■ Work required
Return every one of the lines below word for word, keeping them in their original order.

■ Available records
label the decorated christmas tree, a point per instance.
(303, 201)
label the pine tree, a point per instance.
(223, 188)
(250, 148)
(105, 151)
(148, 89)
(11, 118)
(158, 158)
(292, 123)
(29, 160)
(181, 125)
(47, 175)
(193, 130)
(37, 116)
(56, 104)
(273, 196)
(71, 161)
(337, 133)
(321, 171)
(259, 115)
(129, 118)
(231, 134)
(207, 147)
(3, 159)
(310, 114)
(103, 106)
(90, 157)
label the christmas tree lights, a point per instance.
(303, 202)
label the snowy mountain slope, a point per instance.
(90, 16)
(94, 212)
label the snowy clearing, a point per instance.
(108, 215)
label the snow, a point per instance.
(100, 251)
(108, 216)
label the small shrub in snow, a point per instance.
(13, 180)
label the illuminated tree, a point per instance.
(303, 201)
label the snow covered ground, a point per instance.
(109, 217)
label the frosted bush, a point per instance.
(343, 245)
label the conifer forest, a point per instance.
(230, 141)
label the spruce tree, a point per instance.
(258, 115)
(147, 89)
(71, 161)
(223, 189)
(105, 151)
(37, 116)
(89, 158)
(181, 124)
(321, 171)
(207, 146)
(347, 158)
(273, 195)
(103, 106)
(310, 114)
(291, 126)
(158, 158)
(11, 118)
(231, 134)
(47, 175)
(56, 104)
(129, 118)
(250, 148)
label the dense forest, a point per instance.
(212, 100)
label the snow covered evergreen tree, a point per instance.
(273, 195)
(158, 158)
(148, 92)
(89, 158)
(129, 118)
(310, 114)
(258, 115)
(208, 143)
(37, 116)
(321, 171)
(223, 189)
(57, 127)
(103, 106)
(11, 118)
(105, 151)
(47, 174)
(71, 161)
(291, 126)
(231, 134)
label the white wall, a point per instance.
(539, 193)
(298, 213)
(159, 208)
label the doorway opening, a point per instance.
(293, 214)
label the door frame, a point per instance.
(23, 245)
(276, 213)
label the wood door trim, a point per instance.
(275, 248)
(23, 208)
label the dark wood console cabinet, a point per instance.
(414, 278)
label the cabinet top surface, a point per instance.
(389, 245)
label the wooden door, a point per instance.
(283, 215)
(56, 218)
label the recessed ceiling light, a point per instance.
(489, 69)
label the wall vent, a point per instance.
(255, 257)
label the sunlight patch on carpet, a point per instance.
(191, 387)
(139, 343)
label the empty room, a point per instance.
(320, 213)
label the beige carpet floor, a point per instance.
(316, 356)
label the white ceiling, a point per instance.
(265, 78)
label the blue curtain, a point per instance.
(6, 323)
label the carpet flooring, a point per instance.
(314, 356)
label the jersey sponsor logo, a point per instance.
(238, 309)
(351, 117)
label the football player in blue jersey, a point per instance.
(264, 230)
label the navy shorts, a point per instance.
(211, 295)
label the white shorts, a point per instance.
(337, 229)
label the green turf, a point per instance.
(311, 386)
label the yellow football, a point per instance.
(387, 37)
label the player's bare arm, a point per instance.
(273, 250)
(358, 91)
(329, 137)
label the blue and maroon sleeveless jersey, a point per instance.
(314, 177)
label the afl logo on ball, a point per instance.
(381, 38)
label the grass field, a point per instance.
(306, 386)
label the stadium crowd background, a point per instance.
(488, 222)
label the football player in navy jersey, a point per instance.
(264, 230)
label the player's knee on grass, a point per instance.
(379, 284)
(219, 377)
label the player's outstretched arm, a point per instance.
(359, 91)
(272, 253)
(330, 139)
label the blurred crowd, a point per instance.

■ Response for this exercise
label the decorated christmas tree, a point per instance.
(303, 201)
label the pine tree, a point per instance.
(223, 188)
(250, 148)
(105, 151)
(148, 89)
(11, 118)
(158, 158)
(292, 123)
(29, 160)
(181, 125)
(47, 175)
(193, 130)
(37, 116)
(56, 104)
(273, 196)
(71, 161)
(337, 133)
(321, 171)
(259, 115)
(129, 118)
(231, 134)
(207, 147)
(3, 159)
(310, 114)
(103, 106)
(90, 157)
label the christmas tree lights, a point per instance.
(303, 202)
label the snowy mountain slope, a point per instance.
(90, 16)
(94, 212)
label the snowy clearing, a point per instance.
(108, 215)
label the snow, a point per instance.
(100, 251)
(108, 216)
label the small shrub in snow, a point per instance.
(13, 180)
label the illuminated tree, a point per instance.
(303, 201)
label the snow covered ground, a point per instance.
(109, 217)
label the frosted bush, a point per instance.
(343, 245)
label the conifer forest, a point per instance.
(230, 141)
label the spruce tree, a point per instance.
(258, 115)
(147, 89)
(71, 161)
(223, 189)
(105, 151)
(37, 116)
(89, 158)
(181, 124)
(321, 171)
(207, 146)
(347, 158)
(273, 195)
(103, 106)
(310, 114)
(291, 126)
(158, 158)
(11, 118)
(231, 134)
(47, 175)
(56, 104)
(129, 118)
(250, 148)
label the dense forest, a point per instance.
(212, 100)
label the snow covered evergreen tree, a point per instance.
(273, 195)
(158, 158)
(148, 92)
(89, 158)
(129, 118)
(310, 114)
(258, 115)
(208, 143)
(37, 116)
(321, 171)
(223, 189)
(57, 127)
(103, 106)
(11, 118)
(105, 151)
(47, 174)
(71, 161)
(291, 126)
(231, 134)
label the white wall, a point per instance.
(539, 193)
(298, 213)
(159, 208)
label the doorway opening, a point per instance.
(293, 214)
label the door frame, a point per instance.
(23, 245)
(276, 213)
label the wood door trim, a point per instance.
(275, 248)
(23, 208)
label the dark wood console cabinet, a point per instance.
(414, 278)
label the cabinet top surface, a point per instance.
(389, 245)
label the wooden door, a point per instance.
(283, 215)
(56, 218)
label the recessed ceiling light, a point per instance.
(489, 69)
label the wall vent, a point per instance.
(255, 257)
label the sunlight patch on carpet, a point per instance.
(191, 387)
(139, 343)
label the empty room, a point per instance.
(320, 213)
label the beige carpet floor, a point per instance.
(316, 356)
label the white ceiling, a point per instance.
(265, 78)
label the blue curtain, a point per instance.
(6, 323)
label the carpet flooring, a point per instance.
(314, 356)
label the jersey sponsor logo, a point per instance.
(238, 309)
(351, 117)
label the football player in blue jersey, a point per instance.
(264, 230)
label the navy shorts, a point per instance.
(211, 295)
label the white shorts, a point per instance.
(337, 229)
label the green turf, a point per instance.
(311, 386)
label the yellow football, a point per instance.
(387, 37)
label the player's bare arm, a point per instance.
(273, 250)
(358, 91)
(329, 137)
label the blue and maroon sleeveless jersey, a point per instance.
(314, 177)
label the afl logo on ball, a point per instance.
(381, 38)
label the grass field, a point per instance.
(306, 386)
label the stadium crowd background, a point per instance.
(488, 222)
label the football player in navy jersey, a point per instance.
(264, 230)
label the player's knee on grass, a point per instance.
(379, 284)
(219, 377)
label the player's outstretched arm, a point per instance.
(359, 91)
(272, 253)
(330, 139)
label the blurred crowd, a point per instance.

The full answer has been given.